**Aim:** Reproduce the part of the records that opens at their start and closes with the line containing "POLYGON ((21 161, 33", and leave the pictures out of your answer.

* BEGIN *

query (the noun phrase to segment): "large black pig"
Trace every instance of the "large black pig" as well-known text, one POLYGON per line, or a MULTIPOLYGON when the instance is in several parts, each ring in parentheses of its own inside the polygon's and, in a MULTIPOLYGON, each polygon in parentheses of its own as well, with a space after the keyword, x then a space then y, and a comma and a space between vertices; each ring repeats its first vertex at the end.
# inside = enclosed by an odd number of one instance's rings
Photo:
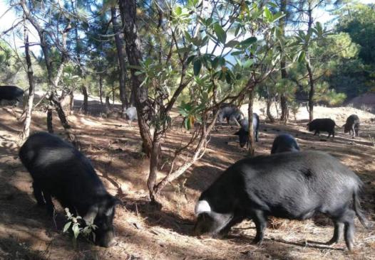
MULTIPOLYGON (((235 135, 238 136, 240 140, 240 146, 244 147, 249 141, 249 119, 245 117, 240 121, 241 128, 235 135)), ((254 131, 254 138, 255 141, 259 141, 259 126, 260 126, 259 116, 257 113, 252 114, 252 129, 254 131)))
POLYGON ((358 133, 359 131, 359 117, 356 114, 351 114, 342 126, 344 127, 344 133, 349 132, 349 134, 352 135, 352 138, 359 136, 358 133))
POLYGON ((282 134, 274 139, 271 148, 271 154, 299 151, 299 146, 296 139, 290 134, 282 134))
POLYGON ((24 94, 24 90, 16 86, 0 86, 0 103, 6 100, 17 105, 22 100, 24 94))
POLYGON ((334 236, 344 237, 353 248, 354 217, 361 212, 359 178, 337 159, 318 151, 281 153, 247 158, 229 167, 205 191, 195 206, 197 235, 224 235, 245 219, 257 228, 254 242, 263 239, 268 216, 306 220, 316 213, 329 216, 334 236))
POLYGON ((220 107, 220 110, 217 114, 217 121, 222 124, 224 119, 227 120, 228 124, 234 121, 240 126, 240 121, 244 119, 244 115, 241 110, 234 104, 227 104, 225 103, 220 107))
POLYGON ((312 120, 311 122, 307 124, 309 131, 315 131, 314 135, 318 134, 320 135, 320 131, 328 132, 328 137, 332 135, 332 139, 334 138, 334 126, 339 126, 336 124, 334 121, 329 118, 319 118, 312 120))
POLYGON ((21 161, 33 178, 34 194, 39 205, 53 214, 51 197, 70 212, 93 223, 96 244, 114 244, 113 216, 120 200, 111 195, 90 161, 71 144, 46 132, 34 134, 19 151, 21 161))

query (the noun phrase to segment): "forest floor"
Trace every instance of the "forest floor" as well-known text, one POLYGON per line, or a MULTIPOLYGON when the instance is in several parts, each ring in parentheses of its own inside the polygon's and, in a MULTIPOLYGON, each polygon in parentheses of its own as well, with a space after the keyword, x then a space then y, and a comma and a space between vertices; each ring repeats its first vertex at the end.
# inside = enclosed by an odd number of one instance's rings
MULTIPOLYGON (((223 126, 213 131, 203 158, 181 178, 165 187, 161 209, 148 202, 146 179, 148 161, 140 151, 141 141, 136 122, 101 116, 103 108, 92 102, 91 115, 76 111, 68 116, 78 136, 82 152, 93 162, 108 190, 123 205, 116 209, 114 226, 116 244, 108 249, 84 240, 75 248, 71 237, 62 233, 63 210, 58 207, 55 225, 43 209, 36 207, 31 178, 18 158, 19 134, 22 123, 17 120, 21 109, 0 107, 0 259, 374 259, 375 231, 365 229, 356 220, 356 243, 348 252, 345 243, 329 247, 322 242, 333 235, 331 221, 324 216, 304 222, 272 218, 261 246, 251 244, 255 234, 251 221, 232 228, 221 239, 190 235, 194 224, 194 205, 202 191, 227 166, 246 156, 233 136, 235 127, 223 126)), ((79 107, 79 106, 78 106, 79 107)), ((78 109, 79 107, 77 107, 78 109)), ((264 121, 261 115, 257 154, 268 154, 274 138, 292 134, 302 150, 327 151, 359 175, 365 183, 362 206, 367 218, 375 221, 375 115, 350 107, 317 107, 315 117, 331 117, 338 125, 356 114, 361 119, 361 136, 352 139, 337 129, 337 137, 327 140, 325 134, 314 136, 306 129, 303 110, 287 125, 264 121)), ((175 114, 177 117, 177 113, 175 114)), ((55 131, 61 127, 54 115, 55 131)), ((180 119, 180 120, 179 120, 180 119)), ((166 135, 163 151, 180 145, 189 132, 181 129, 176 117, 166 135)), ((46 113, 33 114, 32 131, 46 131, 46 113)), ((163 176, 163 172, 160 174, 163 176)), ((58 205, 58 203, 55 203, 58 205)))

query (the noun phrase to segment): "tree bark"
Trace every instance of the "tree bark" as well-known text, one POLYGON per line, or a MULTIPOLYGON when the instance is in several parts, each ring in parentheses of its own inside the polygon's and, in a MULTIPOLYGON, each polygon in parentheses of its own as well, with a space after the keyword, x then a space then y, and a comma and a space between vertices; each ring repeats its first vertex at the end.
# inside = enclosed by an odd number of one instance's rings
POLYGON ((45 30, 44 28, 43 28, 39 25, 37 20, 30 13, 30 10, 29 9, 29 7, 27 6, 25 0, 21 0, 20 1, 20 4, 21 4, 21 6, 22 7, 24 13, 26 16, 27 20, 29 20, 30 23, 33 25, 33 26, 35 28, 35 29, 38 32, 38 35, 39 36, 39 38, 41 40, 41 50, 42 50, 42 52, 44 56, 46 67, 47 68, 47 75, 48 78, 48 82, 50 83, 48 99, 54 105, 55 109, 58 115, 58 118, 60 119, 60 121, 61 122, 61 125, 63 126, 68 137, 72 141, 73 143, 78 145, 78 143, 76 140, 76 137, 71 131, 71 126, 69 125, 69 124, 68 123, 68 121, 66 120, 66 117, 65 116, 65 113, 61 107, 60 101, 57 98, 58 84, 58 82, 60 81, 60 77, 61 76, 61 73, 63 72, 64 63, 67 60, 66 38, 67 38, 68 32, 71 29, 70 21, 68 22, 68 23, 64 28, 63 31, 62 32, 61 46, 61 50, 62 50, 61 53, 61 63, 60 64, 56 78, 53 80, 52 67, 51 67, 51 60, 49 58, 50 57, 49 56, 49 48, 47 44, 47 40, 46 40, 46 34, 48 34, 48 31, 45 30))
POLYGON ((309 91, 309 121, 311 122, 314 119, 314 94, 315 90, 309 58, 307 63, 306 63, 306 67, 309 73, 309 85, 310 85, 310 90, 309 91))
POLYGON ((99 98, 101 99, 101 104, 103 104, 103 77, 101 74, 99 74, 99 98))
POLYGON ((254 96, 255 92, 255 86, 252 86, 249 91, 249 107, 247 108, 247 114, 249 118, 249 141, 248 141, 248 153, 250 156, 254 156, 255 152, 255 139, 254 139, 254 127, 252 125, 252 113, 254 104, 254 96))
MULTIPOLYGON (((312 18, 312 4, 309 1, 309 9, 307 13, 309 16, 309 21, 307 23, 307 33, 312 33, 311 30, 312 27, 313 18, 312 18)), ((314 119, 314 94, 315 92, 314 84, 314 74, 312 72, 312 68, 311 66, 310 54, 309 52, 308 45, 305 47, 306 53, 306 68, 309 74, 309 85, 310 85, 310 90, 309 92, 309 121, 312 121, 314 119)))
MULTIPOLYGON (((288 2, 287 0, 281 0, 280 11, 283 12, 284 13, 287 13, 287 2, 288 2)), ((283 36, 285 35, 286 20, 287 20, 287 16, 282 17, 280 19, 280 22, 279 22, 280 31, 283 36)), ((282 53, 282 57, 280 60, 280 67, 281 67, 281 77, 282 77, 282 79, 283 80, 285 80, 288 77, 288 75, 287 72, 287 68, 285 67, 285 66, 286 66, 285 56, 284 53, 282 53)), ((286 86, 284 86, 284 87, 286 87, 286 86)), ((286 124, 288 121, 288 117, 289 117, 288 99, 287 97, 286 90, 284 90, 284 91, 281 93, 280 107, 282 109, 281 120, 286 124)))
POLYGON ((52 124, 52 109, 48 107, 47 109, 47 131, 50 134, 53 134, 53 124, 52 124))
POLYGON ((115 42, 116 43, 117 57, 118 60, 119 65, 119 82, 120 82, 120 100, 121 101, 121 116, 123 117, 125 109, 128 108, 128 99, 126 97, 126 68, 125 66, 125 58, 123 53, 123 42, 120 38, 118 33, 120 33, 120 28, 117 23, 116 18, 116 9, 112 7, 111 9, 111 14, 112 16, 112 25, 113 26, 113 33, 115 33, 115 42))
MULTIPOLYGON (((126 55, 129 64, 139 66, 142 60, 140 45, 135 23, 137 3, 135 0, 119 1, 120 11, 123 25, 126 55)), ((132 68, 132 92, 134 95, 135 107, 138 117, 138 126, 143 141, 143 152, 150 156, 153 149, 153 139, 147 124, 147 114, 150 112, 148 92, 146 86, 140 86, 142 80, 135 75, 136 70, 132 68)))
POLYGON ((26 119, 24 124, 24 131, 22 131, 22 139, 26 139, 30 134, 30 124, 31 124, 31 113, 33 110, 35 87, 34 82, 34 71, 29 51, 29 28, 27 28, 26 17, 24 17, 24 25, 25 55, 27 64, 27 77, 29 79, 29 99, 27 102, 27 106, 26 107, 26 119))
POLYGON ((268 97, 267 99, 267 117, 271 123, 274 123, 274 118, 271 114, 271 106, 272 105, 272 99, 268 97))
POLYGON ((87 114, 88 112, 88 94, 87 94, 87 87, 83 84, 81 86, 82 94, 83 94, 83 112, 87 114))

* END *

**Result:**
query (the noun phrase to segment): "large black pig"
Trace every instance of the "large black pig" as well-known text, one POLYGON per line, or a MULTIPOLYGON when the instance is in several parts, each ring in parentheses of its own inside the polygon's and, in a MULTIPOLYGON, each polygon in parentheses of its own as well, with a space after the keyword, x then a space then y, and a comma and a space between vertices; each ring repeats its first vertex at the end.
# inside = enclosed by an odd number of one instance's rings
Photo:
MULTIPOLYGON (((235 135, 238 136, 240 140, 240 146, 244 147, 249 141, 249 119, 245 117, 240 121, 241 128, 235 135)), ((254 131, 254 138, 255 141, 259 141, 259 126, 260 126, 259 116, 257 113, 252 114, 252 129, 254 131)))
POLYGON ((358 133, 359 131, 359 117, 356 114, 351 114, 342 126, 344 127, 344 133, 349 132, 349 134, 352 135, 352 138, 359 136, 358 133))
POLYGON ((282 134, 274 139, 271 148, 271 154, 299 151, 299 146, 296 139, 290 134, 282 134))
POLYGON ((24 94, 24 90, 16 86, 0 86, 0 103, 6 100, 17 105, 22 100, 24 94))
POLYGON ((334 236, 344 237, 353 248, 354 217, 361 212, 359 178, 337 159, 318 151, 281 153, 247 158, 229 167, 205 191, 195 206, 197 235, 224 235, 245 219, 257 228, 254 242, 263 239, 268 216, 306 220, 316 213, 329 216, 334 236))
POLYGON ((220 107, 220 110, 217 114, 217 121, 222 124, 224 119, 227 120, 228 124, 234 121, 240 126, 240 121, 244 119, 244 115, 241 110, 234 104, 227 104, 225 103, 220 107))
POLYGON ((312 120, 311 122, 307 124, 309 131, 315 131, 314 135, 318 134, 320 135, 320 131, 328 132, 328 137, 332 135, 332 139, 334 138, 334 126, 339 126, 336 124, 334 121, 329 118, 319 118, 312 120))
POLYGON ((21 161, 33 178, 34 194, 39 205, 53 214, 51 197, 70 212, 93 223, 96 244, 114 244, 113 216, 120 200, 111 195, 90 161, 71 144, 46 132, 34 134, 19 151, 21 161))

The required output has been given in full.